▶ TEXTABSCHNITT:
▶
The Babadook

The Babadook

Von David McAllan

Fast sieben Jahre, nachdem ihr Ehemann auf dem Weg mit ihr zum Kreißsaal starb, ist die gutmütige Witwe Amelia mit ihrem hyperaktiven Sohn Sam überfordert, der andere Kinder verletzt und dafür gemobbt wird. Als sie ihm eines Abends aus einem unbekannten Kinderbuch vorliest, das sie in einem Regal gefunden hat, sucht Sam ein Schreckgespenst heim.

Wäre Jennifer Kents Expansion ihres eigenen Kurzfilms MONSTER nur ein psychologisches Mutter-Sohn-Drama, bei dem der titelgebende Buhmann als Symbol für Trauer und Wut einer dysfunktionalen Restfamilie fungiert! Kent will aber Unheimlichkeit und Heimsuchung, schafft es jedoch einfach nicht, aus einem Kinderbuch eine echte Bedrohung zu destillieren. So erhält ihr Hybride aus Spuk und Drama etwas absurd Komisches.

the.babadook.2014.coverDas Design des schön-schaurigen Kinder-Klappbuchs stammt von Alex Juhasz, die Figur gleicht einem Scherenschnitt-Nosferatu und verbeugt sich vor Georges Méliès’ THE MAGIC BOOK von 1900 (der im Fernsehen läuft). Diese eher lustige als furchteinflößende Variante des Bogeymans, Babadook genannt, schleicht sich vorwiegend suggestiv statt spekulativ in ein teils Zwei-Personen-Psychodrama in einem alten Knarzhaus.

Essie Davis und Noah Wiseman spielen wirklich gut, ihre Rollen sind aber unvorteilhafte Extreme: Eine durchsetzungsschwach-sanfte, frustrierte Jungwitwe ist hilflos einem nervtötendem, hyperaktiven Chaoskind ausgeliefert, das für sich selbst und andere eine ernstzunehmende Gefahr ist und zwischen Angst- und Aggrozuständen schwankt, die sich nach Vorlesen der falschen Gute-Nacht-Geschichte als externer Terror manifestieren.
◀
▶ AUFGABE 1:
Beantworten Sie anhand der Filmkritik folgende Fragen:
(a) Wie lange liegt der Tod von Amelias Ehemann zurück?
(b) Von wem stammt das Design des Kinder-Klappbuchs?
(c) Wer spielt die beiden Hauptrollen?
▶ AUFGABE 2:
Prüfen Sie, ob die folgenden Aussagen mit der Filmkritik übereinstimmen. Belegen Sie jede Antwort mit einem Zitat.
(a) Der Film erweitert einen Kurzfilm von Jennifer Kent.
(b) Amelia kauft das Kinderbuch in einem Laden.
(c) Die Kritik beschreibt den Babadook als eher furchteinflößend denn lustig.
▶ AUFGABE 3:
Erklären Sie mit der Begründung aus der Filmkritik, warum die Mischung aus Spuk und Drama etwas absurd Komisches erhält.

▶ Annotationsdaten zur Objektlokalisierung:
▶
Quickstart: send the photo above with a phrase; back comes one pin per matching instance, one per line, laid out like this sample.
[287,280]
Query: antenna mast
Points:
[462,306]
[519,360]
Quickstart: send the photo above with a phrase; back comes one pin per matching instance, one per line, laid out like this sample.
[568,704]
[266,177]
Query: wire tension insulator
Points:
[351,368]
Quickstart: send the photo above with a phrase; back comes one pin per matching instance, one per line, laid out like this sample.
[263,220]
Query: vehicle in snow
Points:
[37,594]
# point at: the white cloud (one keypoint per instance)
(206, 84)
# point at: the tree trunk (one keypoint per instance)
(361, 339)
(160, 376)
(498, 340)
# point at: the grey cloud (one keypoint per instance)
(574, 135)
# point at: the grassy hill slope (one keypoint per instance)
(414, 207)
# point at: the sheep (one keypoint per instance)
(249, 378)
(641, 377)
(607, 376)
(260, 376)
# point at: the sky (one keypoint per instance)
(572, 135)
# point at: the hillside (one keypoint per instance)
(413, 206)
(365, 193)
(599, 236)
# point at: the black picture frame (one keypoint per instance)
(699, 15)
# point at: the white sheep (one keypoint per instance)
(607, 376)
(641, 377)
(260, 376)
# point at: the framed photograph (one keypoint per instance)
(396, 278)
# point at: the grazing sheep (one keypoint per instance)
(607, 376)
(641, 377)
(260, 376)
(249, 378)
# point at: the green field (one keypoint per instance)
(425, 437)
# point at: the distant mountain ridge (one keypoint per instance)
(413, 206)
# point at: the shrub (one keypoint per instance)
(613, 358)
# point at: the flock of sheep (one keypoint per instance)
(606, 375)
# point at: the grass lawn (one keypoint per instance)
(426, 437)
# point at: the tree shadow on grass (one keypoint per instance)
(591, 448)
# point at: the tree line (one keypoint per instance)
◀
▶ LÖSUNG 1:
(a) Fast sieben Jahre.
(b) Von Alex Juhasz.
(c) Essie Davis und Noah Wiseman.

▶ LÖSUNG 2:
(a) Ja: „Jennifer Kents Expansion ihres eigenen Kurzfilms MONSTER“.
(b) Nein: „das sie in einem Regal gefunden hat“.
(c) Nein: „Diese eher lustige als furchteinflößende Variante des Bogeymans“.

▶ LÖSUNG 3:
Kent will Unheimlichkeit und Heimsuchung erzeugen. Sie schafft es jedoch nicht, aus einem Kinderbuch eine echte Bedrohung zu destillieren. Deshalb wirkt ihre Mischung aus Spuk und Drama absurd komisch.